Put every line of the listing below into a numbered list, omitting the blank lines.

** Start of Supplied data **

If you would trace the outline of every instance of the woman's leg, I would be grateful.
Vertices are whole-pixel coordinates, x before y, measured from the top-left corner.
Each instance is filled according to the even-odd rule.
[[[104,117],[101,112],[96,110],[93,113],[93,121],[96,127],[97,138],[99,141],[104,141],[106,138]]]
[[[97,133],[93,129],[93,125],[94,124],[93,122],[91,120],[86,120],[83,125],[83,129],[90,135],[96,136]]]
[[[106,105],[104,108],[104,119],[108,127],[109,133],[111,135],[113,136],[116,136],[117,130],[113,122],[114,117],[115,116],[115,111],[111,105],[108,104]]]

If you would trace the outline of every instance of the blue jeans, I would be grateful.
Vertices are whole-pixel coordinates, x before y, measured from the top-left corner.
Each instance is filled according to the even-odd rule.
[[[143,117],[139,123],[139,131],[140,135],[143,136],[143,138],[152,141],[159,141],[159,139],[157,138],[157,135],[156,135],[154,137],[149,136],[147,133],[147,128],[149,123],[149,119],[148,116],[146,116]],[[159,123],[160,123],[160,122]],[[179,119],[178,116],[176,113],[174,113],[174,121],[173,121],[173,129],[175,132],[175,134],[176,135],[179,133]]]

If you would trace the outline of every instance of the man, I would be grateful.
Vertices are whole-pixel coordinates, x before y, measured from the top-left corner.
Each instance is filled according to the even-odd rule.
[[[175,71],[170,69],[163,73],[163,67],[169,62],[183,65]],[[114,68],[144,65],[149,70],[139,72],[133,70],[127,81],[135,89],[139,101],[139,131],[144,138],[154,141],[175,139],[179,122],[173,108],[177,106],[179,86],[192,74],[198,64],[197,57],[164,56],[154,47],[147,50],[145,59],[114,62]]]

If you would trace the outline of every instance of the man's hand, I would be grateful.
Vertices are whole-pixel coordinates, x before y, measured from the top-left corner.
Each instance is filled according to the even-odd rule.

** End of Supplied data **

**Exercise response**
1. If you would trace the outline of every instance of the woman's leg, I would be grateful.
2. Vertices are whole-pixel coordinates, x before y, measured from the top-left corner.
3. Each instance is filled according to the even-odd rule.
4. [[[104,117],[101,112],[96,110],[93,113],[93,121],[96,127],[97,138],[99,141],[104,141],[106,138]]]
5. [[[97,133],[93,129],[93,125],[94,124],[93,122],[91,120],[86,120],[83,125],[83,129],[90,135],[96,136]]]
6. [[[106,105],[104,108],[104,119],[108,127],[109,133],[111,135],[113,136],[116,136],[117,130],[113,122],[114,117],[115,116],[115,111],[111,105],[108,104]]]
7. If you would trace the outline of every instance of the blue jeans, I would be grateful.
8. Vertices are whole-pixel coordinates, x before y, measured from the top-left corner.
9. Each instance is filled according to the even-odd rule.
10. [[[143,117],[139,123],[139,131],[140,135],[143,136],[143,138],[152,141],[159,141],[159,139],[157,138],[157,135],[156,135],[154,137],[149,136],[147,133],[147,128],[149,123],[149,119],[148,116],[146,116]],[[159,123],[160,123],[160,122]],[[179,119],[178,116],[176,113],[174,113],[174,121],[173,121],[173,129],[175,132],[175,134],[176,135],[179,133]]]
11. If you would trace the outline of every instance of the man, I would be grateful.
12. Vertices are whole-pixel coordinates, x before y, measured from the top-left corner.
13. Each instance is filled according to the even-odd rule.
14. [[[175,71],[170,69],[163,73],[163,67],[169,62],[183,65]],[[114,68],[144,65],[149,70],[139,72],[133,70],[127,81],[135,89],[139,101],[139,131],[144,138],[154,141],[175,139],[179,122],[173,108],[177,106],[179,86],[192,74],[198,64],[197,57],[164,56],[154,47],[147,50],[145,59],[114,62]]]
15. If you would trace the outline of every instance of the man's hand, I would be grateful.
16. Vertices are whole-pixel coordinates, x before y, measured from the top-left corner.
17. Each instance is filled according to the even-odd rule.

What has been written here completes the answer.